• [What the task asks]: Print every one of the rows below word for word, with no changes.

## Start

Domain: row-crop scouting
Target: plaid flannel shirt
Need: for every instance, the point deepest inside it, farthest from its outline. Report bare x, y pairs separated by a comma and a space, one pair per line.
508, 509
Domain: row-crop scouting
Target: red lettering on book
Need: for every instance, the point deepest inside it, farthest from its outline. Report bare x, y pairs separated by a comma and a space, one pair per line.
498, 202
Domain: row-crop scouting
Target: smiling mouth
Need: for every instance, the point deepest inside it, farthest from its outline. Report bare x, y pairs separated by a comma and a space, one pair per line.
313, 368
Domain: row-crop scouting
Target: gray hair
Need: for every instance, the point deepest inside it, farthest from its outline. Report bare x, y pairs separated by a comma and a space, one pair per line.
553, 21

## End

• [Answer to the problem]:
Domain: row-crop scouting
Target: plaid flannel shirt
Need: for every instance, the point deepest inside it, farthest from its outline. Report bare x, y pairs separated by a comma and a space, one pair per line.
508, 509
Domain: row-crop scouting
Target: red lettering on book
Need: for every instance, the point deepest inside it, farthest from its outline. Report bare x, y pairs separated by a comma and a space, one pair per line.
498, 202
Domain: row-crop scouting
Target: smiling mouth
Need: for every instance, the point deepest inside it, farthest from its outline. Report bare x, y pairs separated by a comma and a space, one pair per line.
313, 368
Domain: row-crop scouting
Target: gray hair
Need: for every instance, the point deepest inside it, farthest from its outline. Report bare x, y pairs separated by a comma and a space, one pair per line.
553, 21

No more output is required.